GIVEN DATA:
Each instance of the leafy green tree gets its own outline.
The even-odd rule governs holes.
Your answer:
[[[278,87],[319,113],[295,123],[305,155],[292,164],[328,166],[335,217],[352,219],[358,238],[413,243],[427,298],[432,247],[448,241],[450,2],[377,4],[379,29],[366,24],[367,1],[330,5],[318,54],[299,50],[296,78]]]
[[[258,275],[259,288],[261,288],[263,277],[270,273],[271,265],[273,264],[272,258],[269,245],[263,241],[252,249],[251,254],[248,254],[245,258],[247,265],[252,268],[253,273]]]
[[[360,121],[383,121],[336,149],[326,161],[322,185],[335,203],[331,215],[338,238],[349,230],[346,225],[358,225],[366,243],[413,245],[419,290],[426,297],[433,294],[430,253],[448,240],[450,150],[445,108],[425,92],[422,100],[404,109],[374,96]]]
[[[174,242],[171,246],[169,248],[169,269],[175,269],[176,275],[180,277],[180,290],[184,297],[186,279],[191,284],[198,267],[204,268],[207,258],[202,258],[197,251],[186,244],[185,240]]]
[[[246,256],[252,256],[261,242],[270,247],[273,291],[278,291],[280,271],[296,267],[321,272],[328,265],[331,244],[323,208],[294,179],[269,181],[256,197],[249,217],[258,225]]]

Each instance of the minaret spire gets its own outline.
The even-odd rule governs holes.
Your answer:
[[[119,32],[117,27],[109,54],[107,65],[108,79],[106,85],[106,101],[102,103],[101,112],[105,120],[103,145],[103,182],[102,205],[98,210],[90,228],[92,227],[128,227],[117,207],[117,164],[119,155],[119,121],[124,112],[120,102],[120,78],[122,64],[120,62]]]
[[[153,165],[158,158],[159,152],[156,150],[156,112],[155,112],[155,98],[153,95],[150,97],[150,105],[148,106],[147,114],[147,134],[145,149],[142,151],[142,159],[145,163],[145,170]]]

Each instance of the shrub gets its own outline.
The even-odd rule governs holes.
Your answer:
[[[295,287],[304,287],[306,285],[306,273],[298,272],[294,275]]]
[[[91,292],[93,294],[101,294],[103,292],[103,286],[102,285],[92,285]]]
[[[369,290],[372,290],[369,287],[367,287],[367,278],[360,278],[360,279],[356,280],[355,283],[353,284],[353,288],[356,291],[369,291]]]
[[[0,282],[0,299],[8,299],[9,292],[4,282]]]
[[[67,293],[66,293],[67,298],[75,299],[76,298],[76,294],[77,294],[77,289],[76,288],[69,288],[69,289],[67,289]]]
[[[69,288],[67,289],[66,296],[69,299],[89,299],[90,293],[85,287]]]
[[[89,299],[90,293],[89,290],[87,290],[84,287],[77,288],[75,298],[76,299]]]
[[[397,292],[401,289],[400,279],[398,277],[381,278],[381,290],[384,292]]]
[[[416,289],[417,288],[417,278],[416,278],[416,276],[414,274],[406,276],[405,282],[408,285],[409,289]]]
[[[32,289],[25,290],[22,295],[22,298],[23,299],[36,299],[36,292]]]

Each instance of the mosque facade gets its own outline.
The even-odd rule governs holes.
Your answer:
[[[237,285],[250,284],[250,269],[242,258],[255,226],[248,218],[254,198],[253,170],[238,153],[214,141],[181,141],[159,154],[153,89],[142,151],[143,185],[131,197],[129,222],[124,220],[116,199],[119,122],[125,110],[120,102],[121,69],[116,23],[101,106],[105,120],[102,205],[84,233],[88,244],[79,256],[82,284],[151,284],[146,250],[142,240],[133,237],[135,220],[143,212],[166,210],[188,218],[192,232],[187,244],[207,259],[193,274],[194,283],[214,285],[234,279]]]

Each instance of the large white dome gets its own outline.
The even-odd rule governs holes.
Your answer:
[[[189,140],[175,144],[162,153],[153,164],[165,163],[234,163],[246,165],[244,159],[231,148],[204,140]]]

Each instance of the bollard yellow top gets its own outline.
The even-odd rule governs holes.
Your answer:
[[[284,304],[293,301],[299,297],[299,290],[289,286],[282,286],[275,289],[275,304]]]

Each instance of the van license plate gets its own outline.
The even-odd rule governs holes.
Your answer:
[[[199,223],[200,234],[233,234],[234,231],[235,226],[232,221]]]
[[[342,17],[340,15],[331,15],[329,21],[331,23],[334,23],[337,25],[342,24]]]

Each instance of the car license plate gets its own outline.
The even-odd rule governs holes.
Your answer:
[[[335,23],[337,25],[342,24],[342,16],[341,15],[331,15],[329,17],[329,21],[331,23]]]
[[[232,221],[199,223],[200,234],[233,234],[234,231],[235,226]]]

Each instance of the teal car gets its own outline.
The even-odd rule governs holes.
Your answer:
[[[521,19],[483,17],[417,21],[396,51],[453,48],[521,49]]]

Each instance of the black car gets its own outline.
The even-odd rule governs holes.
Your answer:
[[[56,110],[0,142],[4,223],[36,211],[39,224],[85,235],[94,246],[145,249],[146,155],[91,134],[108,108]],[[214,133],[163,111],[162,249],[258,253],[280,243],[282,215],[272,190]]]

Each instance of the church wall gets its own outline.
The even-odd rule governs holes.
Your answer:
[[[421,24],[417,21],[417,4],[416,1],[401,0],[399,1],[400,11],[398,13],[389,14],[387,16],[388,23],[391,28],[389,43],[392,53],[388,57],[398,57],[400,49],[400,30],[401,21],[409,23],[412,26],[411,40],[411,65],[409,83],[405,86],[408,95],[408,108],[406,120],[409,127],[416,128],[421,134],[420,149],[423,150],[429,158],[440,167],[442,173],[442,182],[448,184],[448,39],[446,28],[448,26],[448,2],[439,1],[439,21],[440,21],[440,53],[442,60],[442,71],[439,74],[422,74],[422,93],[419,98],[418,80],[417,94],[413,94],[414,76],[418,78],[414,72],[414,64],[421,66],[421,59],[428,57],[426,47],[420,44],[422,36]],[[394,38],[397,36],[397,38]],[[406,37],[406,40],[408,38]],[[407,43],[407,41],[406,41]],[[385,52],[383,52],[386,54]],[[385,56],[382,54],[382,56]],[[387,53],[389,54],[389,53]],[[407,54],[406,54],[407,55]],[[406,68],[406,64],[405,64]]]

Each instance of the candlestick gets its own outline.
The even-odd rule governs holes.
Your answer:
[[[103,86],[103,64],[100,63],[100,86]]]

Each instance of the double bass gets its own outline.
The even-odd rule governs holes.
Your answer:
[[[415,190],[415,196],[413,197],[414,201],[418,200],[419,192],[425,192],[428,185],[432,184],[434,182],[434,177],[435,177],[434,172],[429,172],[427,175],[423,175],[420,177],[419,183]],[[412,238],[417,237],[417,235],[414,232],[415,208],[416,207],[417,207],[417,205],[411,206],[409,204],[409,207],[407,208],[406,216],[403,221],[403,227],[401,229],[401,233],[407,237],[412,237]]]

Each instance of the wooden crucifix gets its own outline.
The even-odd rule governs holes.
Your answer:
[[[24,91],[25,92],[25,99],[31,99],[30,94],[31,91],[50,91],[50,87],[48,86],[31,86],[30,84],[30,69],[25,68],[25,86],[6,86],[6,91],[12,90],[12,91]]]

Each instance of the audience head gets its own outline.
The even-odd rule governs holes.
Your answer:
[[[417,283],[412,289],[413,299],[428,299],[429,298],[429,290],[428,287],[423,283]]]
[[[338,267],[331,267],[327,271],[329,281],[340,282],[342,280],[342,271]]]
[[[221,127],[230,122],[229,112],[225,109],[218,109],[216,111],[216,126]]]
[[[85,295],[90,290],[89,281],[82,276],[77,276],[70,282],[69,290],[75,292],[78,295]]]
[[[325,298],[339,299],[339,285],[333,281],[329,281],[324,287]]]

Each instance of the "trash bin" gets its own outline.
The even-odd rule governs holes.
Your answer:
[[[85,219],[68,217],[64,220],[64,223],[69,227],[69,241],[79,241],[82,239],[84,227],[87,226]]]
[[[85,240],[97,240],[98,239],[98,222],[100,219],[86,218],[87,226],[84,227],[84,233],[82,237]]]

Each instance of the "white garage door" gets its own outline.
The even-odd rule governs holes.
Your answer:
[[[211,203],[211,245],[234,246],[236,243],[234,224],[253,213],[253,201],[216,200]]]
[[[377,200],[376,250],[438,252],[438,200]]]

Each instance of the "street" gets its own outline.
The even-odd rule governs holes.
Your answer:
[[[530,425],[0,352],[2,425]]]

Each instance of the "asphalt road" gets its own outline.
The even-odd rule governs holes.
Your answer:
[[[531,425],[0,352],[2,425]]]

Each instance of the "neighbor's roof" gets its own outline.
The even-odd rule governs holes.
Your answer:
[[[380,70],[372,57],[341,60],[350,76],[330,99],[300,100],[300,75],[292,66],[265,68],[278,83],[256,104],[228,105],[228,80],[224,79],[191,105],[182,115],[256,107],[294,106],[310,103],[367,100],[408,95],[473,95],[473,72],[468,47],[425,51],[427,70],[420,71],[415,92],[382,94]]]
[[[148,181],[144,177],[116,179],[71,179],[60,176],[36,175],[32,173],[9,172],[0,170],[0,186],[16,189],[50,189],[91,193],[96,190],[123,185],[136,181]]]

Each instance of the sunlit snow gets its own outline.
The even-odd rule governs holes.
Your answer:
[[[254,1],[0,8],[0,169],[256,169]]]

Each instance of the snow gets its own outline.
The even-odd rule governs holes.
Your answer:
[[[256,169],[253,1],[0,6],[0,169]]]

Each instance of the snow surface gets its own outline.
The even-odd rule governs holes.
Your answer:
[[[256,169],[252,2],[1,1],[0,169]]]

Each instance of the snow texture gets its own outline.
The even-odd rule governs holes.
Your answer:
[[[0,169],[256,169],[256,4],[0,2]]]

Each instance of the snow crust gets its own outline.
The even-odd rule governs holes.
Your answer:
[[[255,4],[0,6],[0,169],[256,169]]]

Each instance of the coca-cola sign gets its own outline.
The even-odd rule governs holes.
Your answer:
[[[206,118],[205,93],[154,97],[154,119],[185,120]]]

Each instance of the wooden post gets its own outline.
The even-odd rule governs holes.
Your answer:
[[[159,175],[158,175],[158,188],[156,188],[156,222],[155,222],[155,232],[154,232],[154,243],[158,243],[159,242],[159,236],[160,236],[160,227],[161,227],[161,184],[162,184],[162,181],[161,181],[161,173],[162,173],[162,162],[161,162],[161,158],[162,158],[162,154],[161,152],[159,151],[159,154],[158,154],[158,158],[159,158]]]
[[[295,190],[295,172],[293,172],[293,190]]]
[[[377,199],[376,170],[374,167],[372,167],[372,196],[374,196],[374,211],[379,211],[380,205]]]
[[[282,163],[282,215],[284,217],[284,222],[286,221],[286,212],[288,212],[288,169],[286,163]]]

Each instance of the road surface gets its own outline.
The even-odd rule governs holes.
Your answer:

AIM:
Format the part of the material that opens with the line containing "Each instance of the snow texture" and closes with the line containing "[[[206,118],[205,93],[154,97],[154,119],[185,120]]]" as a two-column CSV headed instruction and outline, with one row for each request giving its text and its answer. Put each field in quotes and turn any line breaks into spaces.

WRITTEN ANSWER:
instruction,outline
"Each instance of the snow texture gets its own outline. The even-odd rule governs holes. Your answer:","[[[0,169],[256,169],[256,4],[0,2]]]"
"Each instance of the snow crust gets its own outline. The even-odd rule governs holes. Your answer:","[[[255,4],[0,6],[0,169],[256,169]]]"
"Each instance of the coca-cola sign gets its own outline. The even-odd rule governs holes. Your answer:","[[[206,118],[205,93],[154,97],[154,119],[185,120]]]"